What the exercise asks »
Pull out each line from the rows below that contains the string "stem", copying every such line in full.

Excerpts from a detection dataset
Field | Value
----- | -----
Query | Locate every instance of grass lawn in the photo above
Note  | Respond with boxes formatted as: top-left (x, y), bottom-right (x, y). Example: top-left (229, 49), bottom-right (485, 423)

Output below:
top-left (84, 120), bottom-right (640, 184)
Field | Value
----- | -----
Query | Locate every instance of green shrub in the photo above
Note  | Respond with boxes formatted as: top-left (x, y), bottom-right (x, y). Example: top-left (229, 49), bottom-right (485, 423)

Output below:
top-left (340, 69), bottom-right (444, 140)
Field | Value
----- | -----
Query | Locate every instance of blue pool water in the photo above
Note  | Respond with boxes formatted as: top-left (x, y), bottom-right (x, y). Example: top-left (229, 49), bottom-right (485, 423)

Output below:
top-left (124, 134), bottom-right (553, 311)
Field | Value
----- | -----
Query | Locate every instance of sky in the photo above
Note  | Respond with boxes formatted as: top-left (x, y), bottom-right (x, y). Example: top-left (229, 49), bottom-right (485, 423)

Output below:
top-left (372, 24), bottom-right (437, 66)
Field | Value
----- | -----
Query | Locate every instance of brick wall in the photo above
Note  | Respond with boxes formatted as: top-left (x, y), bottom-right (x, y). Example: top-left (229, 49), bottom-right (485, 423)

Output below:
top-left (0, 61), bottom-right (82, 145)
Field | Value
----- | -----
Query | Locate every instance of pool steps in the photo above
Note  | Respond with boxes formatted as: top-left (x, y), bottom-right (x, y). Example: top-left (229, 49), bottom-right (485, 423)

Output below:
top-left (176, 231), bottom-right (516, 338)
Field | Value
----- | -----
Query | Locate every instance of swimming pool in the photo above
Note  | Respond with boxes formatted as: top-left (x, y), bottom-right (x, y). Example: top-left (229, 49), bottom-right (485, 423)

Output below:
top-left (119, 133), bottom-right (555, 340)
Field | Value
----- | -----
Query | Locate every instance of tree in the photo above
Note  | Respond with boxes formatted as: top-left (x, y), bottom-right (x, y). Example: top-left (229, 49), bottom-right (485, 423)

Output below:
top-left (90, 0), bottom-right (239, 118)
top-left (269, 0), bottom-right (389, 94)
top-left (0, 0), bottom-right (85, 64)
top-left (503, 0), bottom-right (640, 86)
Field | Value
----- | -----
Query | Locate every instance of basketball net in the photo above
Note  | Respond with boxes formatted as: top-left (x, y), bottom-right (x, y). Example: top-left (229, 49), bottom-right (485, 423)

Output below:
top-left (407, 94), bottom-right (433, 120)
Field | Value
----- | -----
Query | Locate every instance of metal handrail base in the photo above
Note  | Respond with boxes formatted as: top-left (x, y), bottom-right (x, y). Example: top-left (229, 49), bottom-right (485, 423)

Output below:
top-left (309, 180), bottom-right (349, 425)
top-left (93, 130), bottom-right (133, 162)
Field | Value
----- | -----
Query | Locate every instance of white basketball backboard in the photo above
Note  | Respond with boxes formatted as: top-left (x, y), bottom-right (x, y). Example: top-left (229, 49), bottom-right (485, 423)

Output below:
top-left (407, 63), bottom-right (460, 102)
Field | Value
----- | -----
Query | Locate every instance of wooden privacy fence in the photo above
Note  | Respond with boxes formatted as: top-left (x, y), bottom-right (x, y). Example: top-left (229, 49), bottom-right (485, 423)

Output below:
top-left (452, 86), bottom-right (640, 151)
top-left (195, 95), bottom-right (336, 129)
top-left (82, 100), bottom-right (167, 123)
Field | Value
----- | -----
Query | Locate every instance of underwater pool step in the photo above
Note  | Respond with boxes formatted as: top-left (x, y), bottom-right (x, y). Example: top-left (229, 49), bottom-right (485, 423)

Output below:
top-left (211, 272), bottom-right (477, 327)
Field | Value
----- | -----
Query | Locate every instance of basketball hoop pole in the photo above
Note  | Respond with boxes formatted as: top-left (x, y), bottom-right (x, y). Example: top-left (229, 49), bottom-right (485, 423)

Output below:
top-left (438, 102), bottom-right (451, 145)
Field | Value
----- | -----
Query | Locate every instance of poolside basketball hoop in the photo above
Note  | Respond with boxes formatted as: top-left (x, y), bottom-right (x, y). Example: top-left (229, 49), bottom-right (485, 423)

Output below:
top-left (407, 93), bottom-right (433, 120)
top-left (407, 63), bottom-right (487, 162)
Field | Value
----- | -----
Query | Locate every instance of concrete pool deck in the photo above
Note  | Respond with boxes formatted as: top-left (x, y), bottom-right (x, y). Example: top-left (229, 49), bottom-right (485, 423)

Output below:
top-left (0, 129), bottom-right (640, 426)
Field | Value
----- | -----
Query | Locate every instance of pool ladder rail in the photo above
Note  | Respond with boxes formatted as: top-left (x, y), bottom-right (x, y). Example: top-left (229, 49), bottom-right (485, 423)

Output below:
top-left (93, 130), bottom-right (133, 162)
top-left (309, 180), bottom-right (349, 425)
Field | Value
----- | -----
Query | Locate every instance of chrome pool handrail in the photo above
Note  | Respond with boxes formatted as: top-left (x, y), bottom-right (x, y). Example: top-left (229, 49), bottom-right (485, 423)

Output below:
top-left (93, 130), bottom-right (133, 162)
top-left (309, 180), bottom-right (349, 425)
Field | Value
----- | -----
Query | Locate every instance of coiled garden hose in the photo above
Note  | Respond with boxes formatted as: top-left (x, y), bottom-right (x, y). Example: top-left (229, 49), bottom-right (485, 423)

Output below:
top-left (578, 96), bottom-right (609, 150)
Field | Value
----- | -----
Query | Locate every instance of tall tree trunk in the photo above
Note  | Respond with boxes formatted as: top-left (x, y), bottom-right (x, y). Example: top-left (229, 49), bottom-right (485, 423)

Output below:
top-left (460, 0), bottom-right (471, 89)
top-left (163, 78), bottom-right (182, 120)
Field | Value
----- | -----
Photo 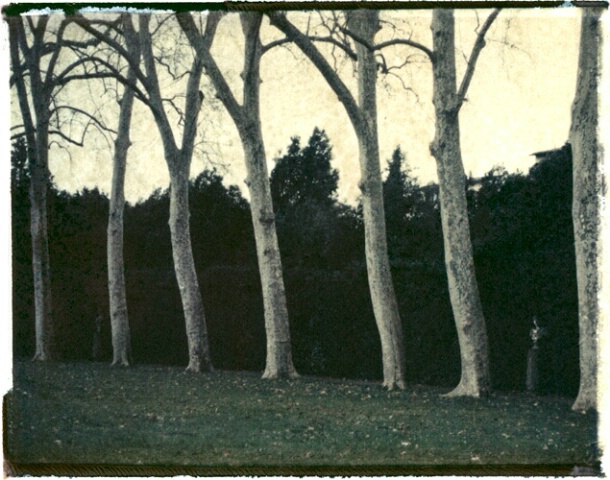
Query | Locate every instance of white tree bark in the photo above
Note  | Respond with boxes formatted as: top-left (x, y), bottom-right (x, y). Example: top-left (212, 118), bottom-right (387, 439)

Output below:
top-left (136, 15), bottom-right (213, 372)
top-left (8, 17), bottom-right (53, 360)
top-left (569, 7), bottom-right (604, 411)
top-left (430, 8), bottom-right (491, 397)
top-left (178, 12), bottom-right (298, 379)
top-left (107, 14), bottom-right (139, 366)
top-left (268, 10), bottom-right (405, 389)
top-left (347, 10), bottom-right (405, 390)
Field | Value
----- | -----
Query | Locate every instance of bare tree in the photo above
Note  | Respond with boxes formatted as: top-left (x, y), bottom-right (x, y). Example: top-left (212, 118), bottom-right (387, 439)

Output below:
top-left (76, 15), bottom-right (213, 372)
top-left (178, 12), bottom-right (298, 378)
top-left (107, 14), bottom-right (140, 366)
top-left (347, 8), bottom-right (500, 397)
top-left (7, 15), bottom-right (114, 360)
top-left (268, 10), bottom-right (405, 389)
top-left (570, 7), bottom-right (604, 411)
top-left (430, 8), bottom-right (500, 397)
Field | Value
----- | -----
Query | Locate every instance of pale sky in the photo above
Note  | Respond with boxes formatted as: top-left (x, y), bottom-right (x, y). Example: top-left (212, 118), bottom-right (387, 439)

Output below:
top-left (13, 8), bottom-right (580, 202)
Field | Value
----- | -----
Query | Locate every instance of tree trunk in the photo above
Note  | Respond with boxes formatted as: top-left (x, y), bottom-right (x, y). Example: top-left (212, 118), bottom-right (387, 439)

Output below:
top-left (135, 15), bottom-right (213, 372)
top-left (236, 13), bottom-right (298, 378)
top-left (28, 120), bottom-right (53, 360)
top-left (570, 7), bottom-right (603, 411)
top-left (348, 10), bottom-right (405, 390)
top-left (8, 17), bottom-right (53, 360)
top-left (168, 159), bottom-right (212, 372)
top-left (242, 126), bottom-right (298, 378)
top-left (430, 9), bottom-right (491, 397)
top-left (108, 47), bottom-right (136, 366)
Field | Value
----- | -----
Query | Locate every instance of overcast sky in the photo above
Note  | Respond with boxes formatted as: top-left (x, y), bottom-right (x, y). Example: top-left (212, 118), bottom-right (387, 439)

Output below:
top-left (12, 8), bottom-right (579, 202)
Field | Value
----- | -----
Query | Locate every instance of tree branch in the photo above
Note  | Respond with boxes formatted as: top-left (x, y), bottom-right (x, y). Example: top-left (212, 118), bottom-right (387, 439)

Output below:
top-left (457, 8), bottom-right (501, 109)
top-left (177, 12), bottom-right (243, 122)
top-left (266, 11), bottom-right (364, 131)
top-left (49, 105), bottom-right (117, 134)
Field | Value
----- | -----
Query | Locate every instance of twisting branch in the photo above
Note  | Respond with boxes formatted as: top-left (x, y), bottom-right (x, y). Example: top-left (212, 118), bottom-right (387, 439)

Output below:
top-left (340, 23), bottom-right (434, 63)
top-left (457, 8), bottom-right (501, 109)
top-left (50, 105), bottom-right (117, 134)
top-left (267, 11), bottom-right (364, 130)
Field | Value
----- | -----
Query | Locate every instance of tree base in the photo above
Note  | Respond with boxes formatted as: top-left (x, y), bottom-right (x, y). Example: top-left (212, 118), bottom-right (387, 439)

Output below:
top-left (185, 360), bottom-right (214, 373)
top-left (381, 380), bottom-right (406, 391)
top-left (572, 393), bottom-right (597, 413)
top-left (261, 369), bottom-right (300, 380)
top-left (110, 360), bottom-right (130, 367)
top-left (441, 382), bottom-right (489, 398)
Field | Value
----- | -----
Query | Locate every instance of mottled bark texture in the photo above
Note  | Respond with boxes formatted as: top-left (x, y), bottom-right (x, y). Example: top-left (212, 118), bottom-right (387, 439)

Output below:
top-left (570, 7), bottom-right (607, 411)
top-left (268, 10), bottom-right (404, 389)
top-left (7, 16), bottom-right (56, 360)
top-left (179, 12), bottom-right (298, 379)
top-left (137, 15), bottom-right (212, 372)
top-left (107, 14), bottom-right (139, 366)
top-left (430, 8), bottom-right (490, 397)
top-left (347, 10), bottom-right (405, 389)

...

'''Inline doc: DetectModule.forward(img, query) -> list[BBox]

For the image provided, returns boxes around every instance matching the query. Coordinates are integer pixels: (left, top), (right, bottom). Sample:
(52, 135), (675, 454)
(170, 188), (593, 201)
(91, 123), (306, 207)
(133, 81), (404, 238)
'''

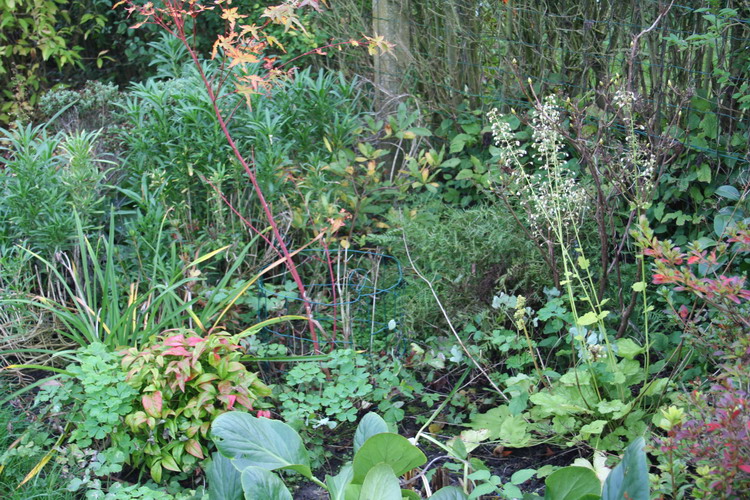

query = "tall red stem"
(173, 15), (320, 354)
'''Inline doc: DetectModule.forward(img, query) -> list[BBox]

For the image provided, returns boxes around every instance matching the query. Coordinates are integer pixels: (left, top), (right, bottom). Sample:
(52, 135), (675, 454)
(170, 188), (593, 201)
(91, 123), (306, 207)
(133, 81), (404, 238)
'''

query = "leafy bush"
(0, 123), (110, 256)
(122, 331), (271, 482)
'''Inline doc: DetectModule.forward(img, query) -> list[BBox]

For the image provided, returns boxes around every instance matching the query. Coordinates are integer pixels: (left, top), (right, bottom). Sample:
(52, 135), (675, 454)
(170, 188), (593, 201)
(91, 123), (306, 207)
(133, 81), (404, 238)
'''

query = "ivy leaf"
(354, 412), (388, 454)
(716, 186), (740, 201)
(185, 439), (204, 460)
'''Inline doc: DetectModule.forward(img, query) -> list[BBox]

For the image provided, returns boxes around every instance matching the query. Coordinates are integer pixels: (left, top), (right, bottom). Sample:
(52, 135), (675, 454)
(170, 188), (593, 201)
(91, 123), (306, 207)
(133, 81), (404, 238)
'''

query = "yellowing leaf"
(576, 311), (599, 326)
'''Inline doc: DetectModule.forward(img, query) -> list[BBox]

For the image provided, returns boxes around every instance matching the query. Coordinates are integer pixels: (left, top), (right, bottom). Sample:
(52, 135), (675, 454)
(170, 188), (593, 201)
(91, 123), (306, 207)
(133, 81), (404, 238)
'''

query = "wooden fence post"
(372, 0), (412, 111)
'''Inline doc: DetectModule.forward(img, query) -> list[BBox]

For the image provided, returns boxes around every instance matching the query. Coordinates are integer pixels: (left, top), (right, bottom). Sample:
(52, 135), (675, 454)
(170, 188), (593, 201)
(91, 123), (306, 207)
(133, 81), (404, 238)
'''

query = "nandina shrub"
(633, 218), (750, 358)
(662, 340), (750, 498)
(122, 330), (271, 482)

* * *

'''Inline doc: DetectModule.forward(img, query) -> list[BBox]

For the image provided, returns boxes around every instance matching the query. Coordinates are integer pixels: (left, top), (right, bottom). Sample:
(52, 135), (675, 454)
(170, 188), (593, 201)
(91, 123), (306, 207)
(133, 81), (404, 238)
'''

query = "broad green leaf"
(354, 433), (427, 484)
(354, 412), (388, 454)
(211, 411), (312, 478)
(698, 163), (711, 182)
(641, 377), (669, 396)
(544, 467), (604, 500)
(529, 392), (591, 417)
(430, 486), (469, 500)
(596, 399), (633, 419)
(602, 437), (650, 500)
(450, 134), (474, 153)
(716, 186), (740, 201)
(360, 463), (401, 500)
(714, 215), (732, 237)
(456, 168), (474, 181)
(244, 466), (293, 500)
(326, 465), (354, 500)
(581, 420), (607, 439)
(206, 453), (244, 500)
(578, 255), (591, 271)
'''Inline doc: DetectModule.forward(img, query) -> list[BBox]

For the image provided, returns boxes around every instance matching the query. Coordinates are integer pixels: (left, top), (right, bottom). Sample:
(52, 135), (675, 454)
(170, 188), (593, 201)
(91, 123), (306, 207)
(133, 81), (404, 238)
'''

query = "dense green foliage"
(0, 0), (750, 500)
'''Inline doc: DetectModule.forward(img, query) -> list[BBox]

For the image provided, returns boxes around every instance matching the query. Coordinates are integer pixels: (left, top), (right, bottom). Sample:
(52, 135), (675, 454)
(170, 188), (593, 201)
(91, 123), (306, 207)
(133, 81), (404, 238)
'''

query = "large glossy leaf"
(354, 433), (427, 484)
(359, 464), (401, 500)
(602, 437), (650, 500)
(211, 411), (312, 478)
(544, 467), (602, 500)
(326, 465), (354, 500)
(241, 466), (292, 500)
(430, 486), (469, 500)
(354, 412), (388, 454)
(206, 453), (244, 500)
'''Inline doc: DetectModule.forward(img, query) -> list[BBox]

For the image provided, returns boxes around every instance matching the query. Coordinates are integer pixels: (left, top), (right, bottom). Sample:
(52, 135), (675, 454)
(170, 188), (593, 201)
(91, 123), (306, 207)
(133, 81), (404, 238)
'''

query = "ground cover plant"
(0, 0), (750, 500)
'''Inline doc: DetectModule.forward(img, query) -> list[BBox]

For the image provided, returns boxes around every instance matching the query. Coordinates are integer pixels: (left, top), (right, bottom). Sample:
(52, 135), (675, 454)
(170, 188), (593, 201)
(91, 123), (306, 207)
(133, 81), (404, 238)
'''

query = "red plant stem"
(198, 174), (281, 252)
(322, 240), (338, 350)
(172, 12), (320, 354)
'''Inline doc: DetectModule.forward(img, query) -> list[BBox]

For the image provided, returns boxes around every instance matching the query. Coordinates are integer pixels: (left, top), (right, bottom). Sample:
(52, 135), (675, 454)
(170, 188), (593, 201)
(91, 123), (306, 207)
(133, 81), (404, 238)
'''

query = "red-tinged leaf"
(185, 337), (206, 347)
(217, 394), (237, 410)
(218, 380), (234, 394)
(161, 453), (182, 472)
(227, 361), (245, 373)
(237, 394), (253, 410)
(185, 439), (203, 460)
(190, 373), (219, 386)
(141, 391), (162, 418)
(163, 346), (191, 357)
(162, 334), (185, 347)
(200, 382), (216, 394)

Exercise output »
query = "tall red stem"
query = "red plant stem"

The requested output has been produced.